### WHAT TO WORK ON
Translate this sentence from the restaurant text below into Spanish: "Monti’s is a terrific place to eat but a terrible place to drink."

### DOCUMENT SEGMENT
What follows is a bunch of places that, like Monti’s, I would return to without hesitation after writing about them. To me, they’re the most important new restaurants of the year.

I kept going back to Avondale’s Yusho for completely different reasons. Monti’s is a terrific place to eat but a terrible place to drink. Yusho, the best in a recent rash of izakaya-ish spots, is both a great place to eat and a great place to drink. It’s also a terrific place to hang out, due in part to the congeniality of the staff. As I observed in my review: “It’s impossible to overstate how the primal act of applying direct flame to all manner of foods caused the human brain to grow, but here the skewers are garnished and accented with a mostly Japanese palette of interesting exotica that recalls the same precise and audacious flavoring schemes that Trotter’s became known for decades ago.”

### STORED DATA
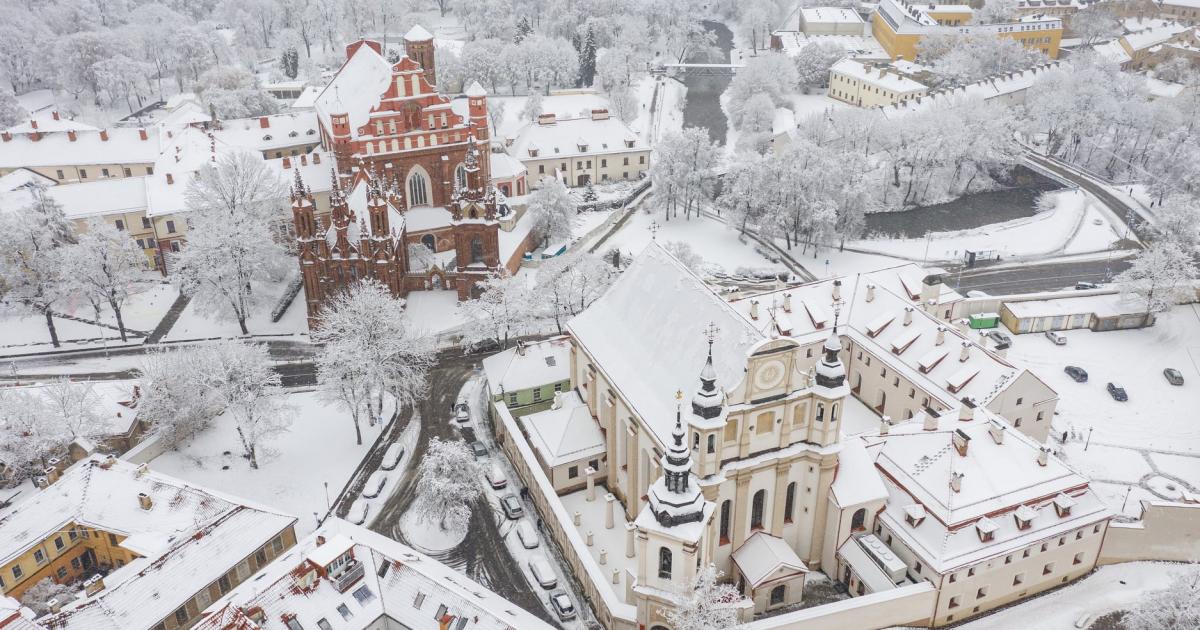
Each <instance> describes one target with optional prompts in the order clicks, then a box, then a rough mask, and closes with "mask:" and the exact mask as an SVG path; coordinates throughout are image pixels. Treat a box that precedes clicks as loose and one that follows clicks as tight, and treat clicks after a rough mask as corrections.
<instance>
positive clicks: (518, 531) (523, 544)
mask: <svg viewBox="0 0 1200 630" xmlns="http://www.w3.org/2000/svg"><path fill="white" fill-rule="evenodd" d="M517 540H520V541H521V546H522V547H524V548H527V550H532V548H536V547H538V545H540V544H541V539H539V538H538V532H535V530H534V528H533V526H532V524H529V521H528V520H526V518H522V520H521V521H520V522H517Z"/></svg>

### RESULT FOR THIS TASK
Monti’s es un lugar estupendo para comer, pero un lugar pésimo para beber.